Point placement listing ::
____

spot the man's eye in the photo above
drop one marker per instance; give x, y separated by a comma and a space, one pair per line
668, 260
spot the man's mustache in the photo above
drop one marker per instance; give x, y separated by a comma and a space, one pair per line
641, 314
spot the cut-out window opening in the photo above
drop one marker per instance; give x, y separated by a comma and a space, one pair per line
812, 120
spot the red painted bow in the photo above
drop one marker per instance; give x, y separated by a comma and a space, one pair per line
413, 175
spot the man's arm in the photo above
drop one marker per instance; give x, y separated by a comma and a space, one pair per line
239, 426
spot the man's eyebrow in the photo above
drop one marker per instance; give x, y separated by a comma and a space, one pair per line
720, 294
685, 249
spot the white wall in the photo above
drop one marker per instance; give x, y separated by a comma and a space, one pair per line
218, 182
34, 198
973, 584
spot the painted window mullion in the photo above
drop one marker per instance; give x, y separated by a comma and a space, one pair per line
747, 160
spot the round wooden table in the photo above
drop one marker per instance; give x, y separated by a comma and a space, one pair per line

____

TASK INSTRUCTIONS :: Could you render every line of the listing above as a numbered list, leaving out any blank lines?

CORRECT RESPONSE ::
1. spot the man's eye in the photo above
2. drop one marker per instance; give x, y separated by a comma and a space, one pair per line
3. 668, 260
4. spot the man's mustache in the photo above
5. drop one marker per instance; give x, y separated by a comma and a space, one pair per line
6. 641, 314
7. spot the cut-out window opening in the photo above
8. drop one marker per instance; give x, y separated by a comma and a space, one pair per line
9. 812, 120
10. spot the red painted bow in the photo above
11. drop one marker per instance; give x, y separated by a comma and a space, one pair per line
12. 413, 175
13. spot the man's arm in the photo above
14. drop one marker per instance; give x, y separated by a comma and a space, one pair per line
15. 239, 426
16. spot the man's eyebrow in the photo above
17. drop one marker per instance; give x, y separated by a comma and a space, one pair per line
18. 720, 294
19. 685, 249
20. spot the white wall in the photo above
21. drop one marker per instance; give x, y separated by a comma and a space, one pair per line
22. 218, 182
23. 34, 198
24. 973, 584
25. spot the painted window mullion in the photo above
26. drop one marker per instance; give x, y separated by a comma and a space, one pair per line
27. 747, 160
28. spot the round wooden table in the photo above
29. drop one marker per instance; give x, y separated by a comma and a space, one pair per line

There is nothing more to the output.